Report every line below that holds the string "wearing".
━━ Extracted information
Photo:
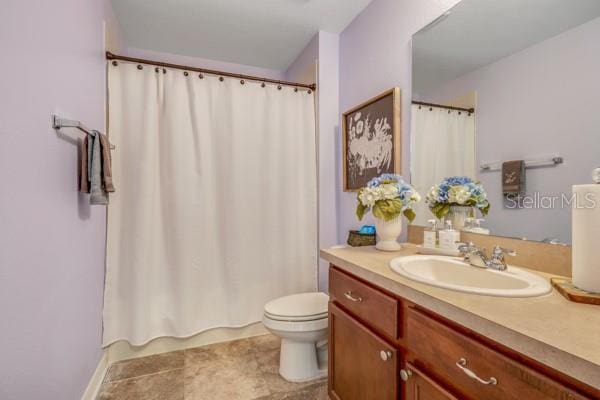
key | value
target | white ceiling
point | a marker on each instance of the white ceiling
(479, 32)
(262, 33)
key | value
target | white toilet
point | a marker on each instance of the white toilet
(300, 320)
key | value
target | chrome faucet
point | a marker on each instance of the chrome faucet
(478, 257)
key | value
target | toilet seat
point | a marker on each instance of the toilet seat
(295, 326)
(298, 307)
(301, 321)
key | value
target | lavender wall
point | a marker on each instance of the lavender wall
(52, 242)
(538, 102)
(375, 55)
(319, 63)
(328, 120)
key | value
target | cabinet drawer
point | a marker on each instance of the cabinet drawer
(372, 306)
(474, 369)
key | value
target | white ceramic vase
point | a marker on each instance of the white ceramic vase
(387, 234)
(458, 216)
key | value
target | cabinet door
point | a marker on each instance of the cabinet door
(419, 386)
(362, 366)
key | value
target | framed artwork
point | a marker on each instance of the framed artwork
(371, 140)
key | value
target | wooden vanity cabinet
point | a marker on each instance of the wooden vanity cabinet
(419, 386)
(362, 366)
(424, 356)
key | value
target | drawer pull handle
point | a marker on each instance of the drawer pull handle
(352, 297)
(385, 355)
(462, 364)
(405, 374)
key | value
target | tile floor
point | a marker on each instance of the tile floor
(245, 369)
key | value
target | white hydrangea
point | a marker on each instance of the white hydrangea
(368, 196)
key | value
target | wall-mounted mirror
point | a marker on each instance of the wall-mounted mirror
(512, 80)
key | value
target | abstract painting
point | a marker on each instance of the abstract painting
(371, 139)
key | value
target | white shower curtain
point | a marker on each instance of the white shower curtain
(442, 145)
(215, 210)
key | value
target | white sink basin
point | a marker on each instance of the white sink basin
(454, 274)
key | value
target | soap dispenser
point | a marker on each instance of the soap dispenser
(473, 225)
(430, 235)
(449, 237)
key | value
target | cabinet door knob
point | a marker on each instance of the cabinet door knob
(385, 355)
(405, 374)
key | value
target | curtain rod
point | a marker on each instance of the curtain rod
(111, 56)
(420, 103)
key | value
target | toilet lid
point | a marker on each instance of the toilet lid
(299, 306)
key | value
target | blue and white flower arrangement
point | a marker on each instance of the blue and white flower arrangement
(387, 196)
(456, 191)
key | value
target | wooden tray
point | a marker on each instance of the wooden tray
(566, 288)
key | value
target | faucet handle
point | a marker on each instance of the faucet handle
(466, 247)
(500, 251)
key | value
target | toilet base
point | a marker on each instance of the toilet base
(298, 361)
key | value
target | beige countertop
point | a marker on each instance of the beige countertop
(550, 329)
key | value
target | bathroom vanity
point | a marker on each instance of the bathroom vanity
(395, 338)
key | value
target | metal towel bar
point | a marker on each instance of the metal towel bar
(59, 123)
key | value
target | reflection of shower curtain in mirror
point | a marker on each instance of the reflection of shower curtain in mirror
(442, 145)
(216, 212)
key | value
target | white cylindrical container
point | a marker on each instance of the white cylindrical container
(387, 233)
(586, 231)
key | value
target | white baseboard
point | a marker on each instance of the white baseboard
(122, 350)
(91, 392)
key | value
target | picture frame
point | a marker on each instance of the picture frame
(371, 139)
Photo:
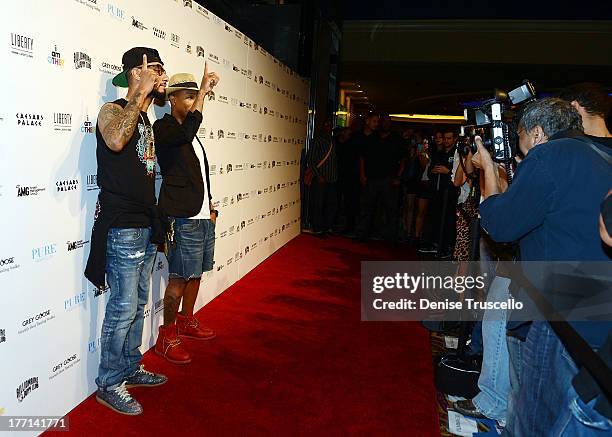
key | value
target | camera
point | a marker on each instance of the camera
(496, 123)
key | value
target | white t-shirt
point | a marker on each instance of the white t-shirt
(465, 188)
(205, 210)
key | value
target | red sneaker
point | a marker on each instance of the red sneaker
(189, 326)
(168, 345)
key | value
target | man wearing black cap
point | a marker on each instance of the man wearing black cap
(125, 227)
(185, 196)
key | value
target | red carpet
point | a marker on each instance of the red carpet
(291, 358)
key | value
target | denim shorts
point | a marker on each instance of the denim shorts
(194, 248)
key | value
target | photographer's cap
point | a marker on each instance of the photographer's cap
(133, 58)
━━━━
| Full response |
target | man wearing black cap
point | a marker on each instance of the man wearing black cap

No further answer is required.